#### PROMPT
Whatever the records hold, copy it exactly and completely.

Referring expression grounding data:
^^^^^^^^^^^^^^^^

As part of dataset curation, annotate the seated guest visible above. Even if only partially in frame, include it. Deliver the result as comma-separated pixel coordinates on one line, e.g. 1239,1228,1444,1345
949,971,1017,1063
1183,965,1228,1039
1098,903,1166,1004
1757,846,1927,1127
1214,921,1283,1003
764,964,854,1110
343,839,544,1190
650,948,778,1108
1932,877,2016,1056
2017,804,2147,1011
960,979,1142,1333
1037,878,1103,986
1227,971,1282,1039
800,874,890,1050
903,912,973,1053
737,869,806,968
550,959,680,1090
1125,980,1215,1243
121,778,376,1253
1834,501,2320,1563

^^^^^^^^^^^^^^^^

#### PROBLEM SOLUTION
As part of dataset curation, annotate the seated guest visible above. Even if only partially in frame, include it. Deliver the result as comma-separated pixel coordinates on one line, e.g. 1239,1228,1444,1345
949,971,1017,1063
1183,965,1228,1039
1098,903,1166,1004
1757,846,1927,1127
1214,921,1283,1003
764,964,854,1110
343,839,544,1190
650,948,778,1108
1932,877,2016,1056
2017,804,2147,1011
960,979,1142,1333
1037,878,1103,986
1227,971,1282,1039
800,874,890,1050
903,912,973,1053
737,869,806,968
550,959,680,1090
1125,980,1215,1243
121,778,376,1253
1834,501,2320,1563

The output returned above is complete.